#### ENUNCIATO DEL PROBLEMA:
Estrai per intero il brano sulla responsabilità formativa degli adulti, riportandolo parola per parola senza alcuna modifica.

#### BRANO DI PARTENZA:
-*-

Ritornando, con questa prospettiva, al nostro specifico educativo, occor­rono adulti, insegnanti e genitori, che, assegnando al proprio ruolo una di­mensione etica, sappiano interrogare se stessi ed il mondo, siano consapevoli delle proprie rappresentazioni della realtà, sensibili ed aperti, capaci di confrontarsi con l’altro, di offrire saggezza e fermezza.

Diciamo allora che si inizia a svolgere il ruolo di adulti educanti proprio nel momento in cui si è in grado di assumere la propria responsabilità formativa. Una responsabilità che appartiene loro in qualsiasi modo la esercitano, quando esprimono autorevolezza e quando non la esprimono o anche solo quando un bambino, un ragazzo, un giovane li sfiorano fugacemente.

-*-

#### MATERIALE FORNITO:
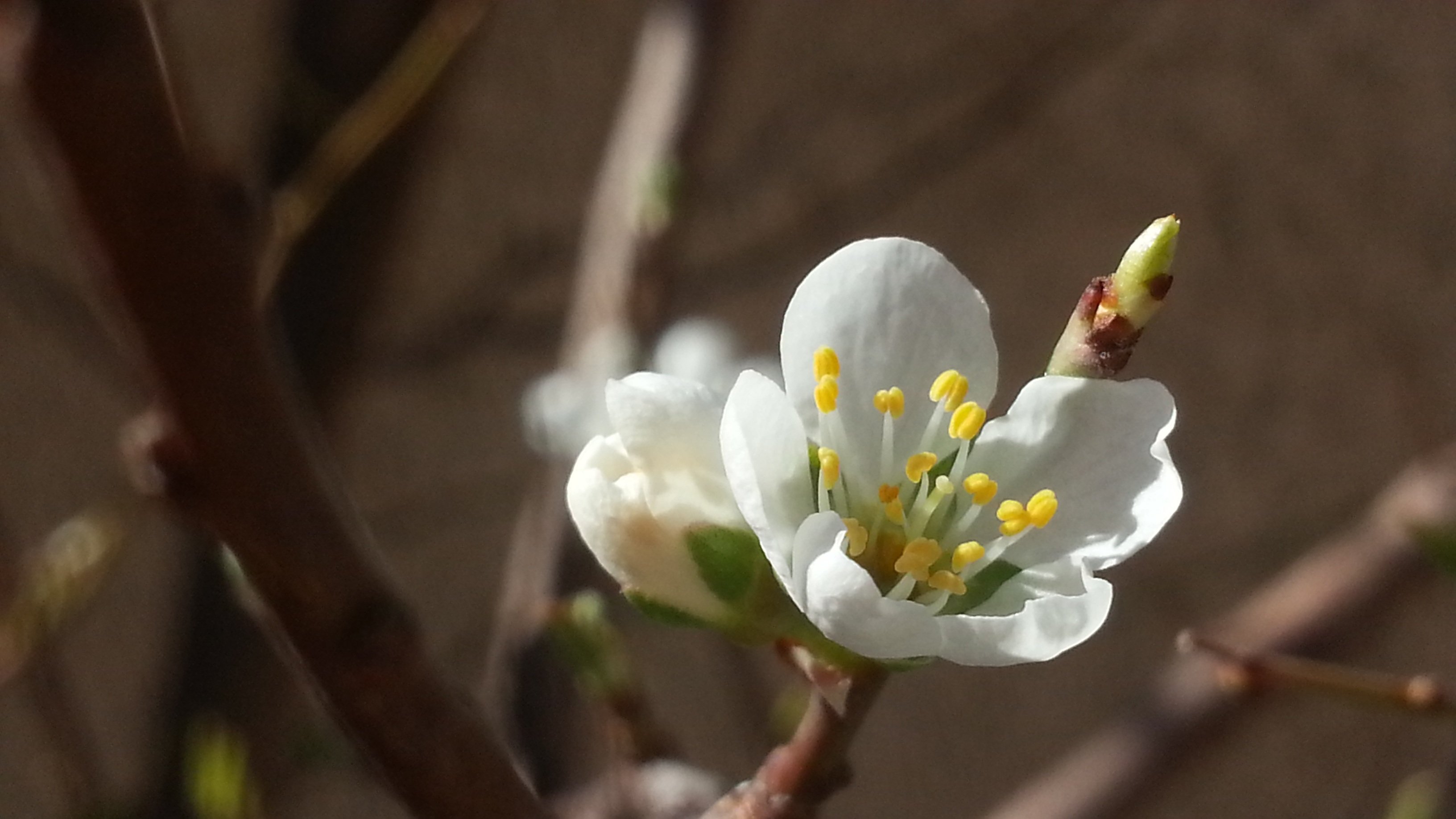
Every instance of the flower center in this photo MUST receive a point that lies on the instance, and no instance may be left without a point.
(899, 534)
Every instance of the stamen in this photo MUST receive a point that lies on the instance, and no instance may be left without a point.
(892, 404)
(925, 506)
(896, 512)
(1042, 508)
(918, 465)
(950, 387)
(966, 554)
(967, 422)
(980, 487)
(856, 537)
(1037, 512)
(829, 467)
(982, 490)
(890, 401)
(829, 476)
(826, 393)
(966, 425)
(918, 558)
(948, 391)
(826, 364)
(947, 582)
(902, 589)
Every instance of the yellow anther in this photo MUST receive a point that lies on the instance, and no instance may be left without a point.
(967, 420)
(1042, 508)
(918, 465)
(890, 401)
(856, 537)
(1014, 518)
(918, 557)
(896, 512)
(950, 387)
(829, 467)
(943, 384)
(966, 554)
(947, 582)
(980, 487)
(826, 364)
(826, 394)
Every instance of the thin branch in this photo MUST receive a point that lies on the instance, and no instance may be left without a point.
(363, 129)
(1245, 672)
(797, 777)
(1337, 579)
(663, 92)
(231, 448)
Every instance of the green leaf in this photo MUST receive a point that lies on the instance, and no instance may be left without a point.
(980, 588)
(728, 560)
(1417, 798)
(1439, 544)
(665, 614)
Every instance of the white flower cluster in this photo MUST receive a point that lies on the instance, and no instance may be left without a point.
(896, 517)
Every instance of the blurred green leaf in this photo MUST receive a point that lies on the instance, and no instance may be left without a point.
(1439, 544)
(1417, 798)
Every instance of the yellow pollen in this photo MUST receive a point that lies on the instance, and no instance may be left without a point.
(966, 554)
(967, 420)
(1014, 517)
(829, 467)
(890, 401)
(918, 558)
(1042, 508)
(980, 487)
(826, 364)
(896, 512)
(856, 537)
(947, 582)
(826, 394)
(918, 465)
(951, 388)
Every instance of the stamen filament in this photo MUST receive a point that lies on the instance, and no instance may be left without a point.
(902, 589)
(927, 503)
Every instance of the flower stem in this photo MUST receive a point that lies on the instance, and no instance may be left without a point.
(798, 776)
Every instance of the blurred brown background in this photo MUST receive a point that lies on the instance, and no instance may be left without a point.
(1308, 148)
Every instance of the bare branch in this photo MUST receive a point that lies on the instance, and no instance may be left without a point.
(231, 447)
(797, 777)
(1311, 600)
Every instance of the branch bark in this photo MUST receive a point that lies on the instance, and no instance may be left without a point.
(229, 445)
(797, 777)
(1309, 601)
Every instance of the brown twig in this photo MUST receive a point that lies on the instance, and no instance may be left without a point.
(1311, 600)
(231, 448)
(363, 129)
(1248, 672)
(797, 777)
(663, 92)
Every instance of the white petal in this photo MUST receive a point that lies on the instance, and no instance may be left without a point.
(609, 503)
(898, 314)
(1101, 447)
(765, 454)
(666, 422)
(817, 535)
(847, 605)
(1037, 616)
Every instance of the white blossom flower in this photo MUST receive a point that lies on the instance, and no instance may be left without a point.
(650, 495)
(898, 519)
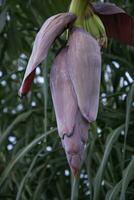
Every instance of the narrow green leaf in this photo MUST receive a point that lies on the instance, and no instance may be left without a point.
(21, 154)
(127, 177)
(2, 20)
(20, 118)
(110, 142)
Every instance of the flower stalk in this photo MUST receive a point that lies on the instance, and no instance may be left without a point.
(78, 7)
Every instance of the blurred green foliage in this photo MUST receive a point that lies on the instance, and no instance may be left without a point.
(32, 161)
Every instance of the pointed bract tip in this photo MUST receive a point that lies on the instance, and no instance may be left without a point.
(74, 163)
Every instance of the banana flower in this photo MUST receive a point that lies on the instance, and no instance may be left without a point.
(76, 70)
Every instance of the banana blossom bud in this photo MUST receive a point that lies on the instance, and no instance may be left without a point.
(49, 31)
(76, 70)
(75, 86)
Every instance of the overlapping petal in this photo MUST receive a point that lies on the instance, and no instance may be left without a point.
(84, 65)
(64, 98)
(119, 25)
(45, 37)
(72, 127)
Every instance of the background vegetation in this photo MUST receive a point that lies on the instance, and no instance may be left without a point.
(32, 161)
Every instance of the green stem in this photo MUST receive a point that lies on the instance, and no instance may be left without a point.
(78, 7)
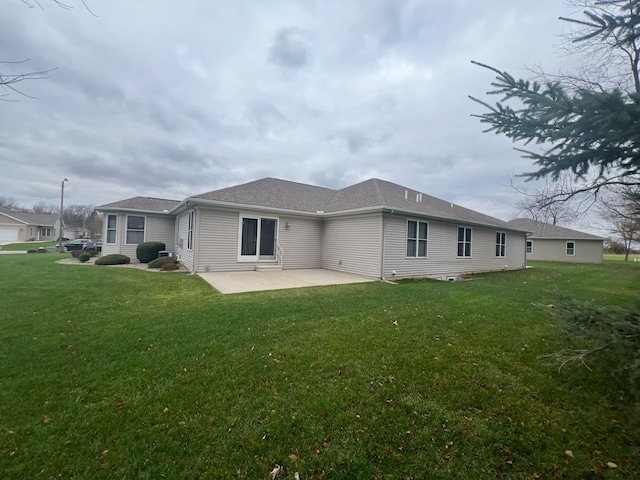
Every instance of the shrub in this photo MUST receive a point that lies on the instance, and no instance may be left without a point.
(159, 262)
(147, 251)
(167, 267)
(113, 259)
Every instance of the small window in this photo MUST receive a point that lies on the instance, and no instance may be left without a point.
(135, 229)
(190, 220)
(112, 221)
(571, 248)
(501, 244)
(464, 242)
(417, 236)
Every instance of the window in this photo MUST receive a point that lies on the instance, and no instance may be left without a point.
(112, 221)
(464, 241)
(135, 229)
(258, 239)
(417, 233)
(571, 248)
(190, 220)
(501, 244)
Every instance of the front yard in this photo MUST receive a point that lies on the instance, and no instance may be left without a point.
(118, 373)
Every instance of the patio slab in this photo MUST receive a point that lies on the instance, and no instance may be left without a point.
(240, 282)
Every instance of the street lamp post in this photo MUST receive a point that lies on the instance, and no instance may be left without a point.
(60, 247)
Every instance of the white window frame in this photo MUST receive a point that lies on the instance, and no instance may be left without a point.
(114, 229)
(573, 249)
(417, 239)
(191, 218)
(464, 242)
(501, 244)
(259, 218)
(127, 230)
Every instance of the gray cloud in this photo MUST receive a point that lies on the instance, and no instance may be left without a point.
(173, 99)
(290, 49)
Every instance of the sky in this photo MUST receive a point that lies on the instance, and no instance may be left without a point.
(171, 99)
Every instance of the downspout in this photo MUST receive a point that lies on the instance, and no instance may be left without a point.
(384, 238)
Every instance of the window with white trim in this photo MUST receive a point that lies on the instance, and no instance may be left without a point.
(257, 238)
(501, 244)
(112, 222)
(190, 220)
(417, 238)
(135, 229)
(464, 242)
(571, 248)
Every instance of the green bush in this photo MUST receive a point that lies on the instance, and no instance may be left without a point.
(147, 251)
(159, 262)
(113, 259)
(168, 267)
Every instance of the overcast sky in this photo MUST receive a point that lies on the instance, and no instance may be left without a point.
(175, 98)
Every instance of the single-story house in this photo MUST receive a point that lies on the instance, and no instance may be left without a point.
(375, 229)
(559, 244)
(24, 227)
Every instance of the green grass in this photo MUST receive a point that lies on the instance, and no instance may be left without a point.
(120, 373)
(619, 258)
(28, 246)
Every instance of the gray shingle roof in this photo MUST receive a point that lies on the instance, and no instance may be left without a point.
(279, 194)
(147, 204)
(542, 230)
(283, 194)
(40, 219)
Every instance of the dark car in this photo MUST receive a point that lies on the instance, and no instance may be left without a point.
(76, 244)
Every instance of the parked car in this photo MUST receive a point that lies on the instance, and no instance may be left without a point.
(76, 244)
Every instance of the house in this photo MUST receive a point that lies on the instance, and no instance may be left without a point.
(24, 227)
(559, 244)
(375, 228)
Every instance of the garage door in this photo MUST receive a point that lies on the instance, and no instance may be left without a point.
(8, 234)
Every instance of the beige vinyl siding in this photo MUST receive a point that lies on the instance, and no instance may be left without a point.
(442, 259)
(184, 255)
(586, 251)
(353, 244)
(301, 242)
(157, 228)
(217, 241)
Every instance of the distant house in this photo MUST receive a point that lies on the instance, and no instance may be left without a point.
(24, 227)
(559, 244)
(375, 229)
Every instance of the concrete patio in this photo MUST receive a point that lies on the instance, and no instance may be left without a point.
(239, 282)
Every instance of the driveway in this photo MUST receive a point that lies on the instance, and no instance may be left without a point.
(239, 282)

-*-

#### RISPOSTA SCRITTA:
Ritornando, con questa prospettiva, al nostro specifico educativo, occor­rono adulti, insegnanti e genitori, che, assegnando al proprio ruolo una di­mensione etica, sappiano interrogare se stessi ed il mondo, siano consapevoli delle proprie rappresentazioni della realtà, sensibili ed aperti, capaci di confrontarsi con l’altro, di offrire saggezza e fermezza.

Diciamo allora che si inizia a svolgere il ruolo di adulti educanti proprio nel momento in cui si è in grado di assumere la propria responsabilità formativa. Una responsabilità che appartiene loro in qualsiasi modo la esercitano, quando esprimono autorevolezza e quando non la esprimono o anche solo quando un bambino, un ragazzo, un giovane li sfiorano fugacemente.